Add 97 to each x and y coordinate while you copy out every line of the listing below. Begin at the line that contains "One point belongs on each instance of the green" and stop after the last line of the listing, keeping all other wording unchanged.
-------- Material for this exercise --------
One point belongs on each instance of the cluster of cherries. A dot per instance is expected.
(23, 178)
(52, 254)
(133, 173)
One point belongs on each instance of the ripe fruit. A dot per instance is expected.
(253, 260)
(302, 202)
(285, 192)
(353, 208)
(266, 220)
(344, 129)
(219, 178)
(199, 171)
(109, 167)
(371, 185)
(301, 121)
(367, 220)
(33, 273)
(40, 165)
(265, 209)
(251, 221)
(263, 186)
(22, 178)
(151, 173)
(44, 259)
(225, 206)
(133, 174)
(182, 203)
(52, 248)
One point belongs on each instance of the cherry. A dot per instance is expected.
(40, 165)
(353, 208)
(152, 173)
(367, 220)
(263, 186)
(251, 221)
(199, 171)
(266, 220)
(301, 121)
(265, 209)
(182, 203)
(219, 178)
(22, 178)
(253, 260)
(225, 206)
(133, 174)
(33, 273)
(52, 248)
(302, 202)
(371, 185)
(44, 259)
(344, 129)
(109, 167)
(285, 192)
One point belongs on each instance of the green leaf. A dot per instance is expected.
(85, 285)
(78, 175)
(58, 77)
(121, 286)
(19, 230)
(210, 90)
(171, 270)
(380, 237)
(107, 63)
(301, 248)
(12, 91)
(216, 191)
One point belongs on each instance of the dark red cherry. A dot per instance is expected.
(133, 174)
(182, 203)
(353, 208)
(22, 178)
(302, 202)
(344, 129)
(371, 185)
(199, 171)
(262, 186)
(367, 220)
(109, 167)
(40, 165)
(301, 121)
--------
**The solution:**
One point belongs on each instance of the green leaf. A dot per instance is expected.
(182, 382)
(175, 272)
(155, 174)
(218, 383)
(116, 327)
(307, 187)
(268, 367)
(477, 334)
(204, 160)
(398, 345)
(109, 188)
(313, 288)
One point belongs on each instance of the dark red cherry. A dot per instance is expected.
(230, 271)
(279, 300)
(450, 305)
(119, 275)
(399, 299)
(441, 226)
(468, 282)
(296, 268)
(359, 283)
(464, 317)
(206, 264)
(137, 262)
(398, 218)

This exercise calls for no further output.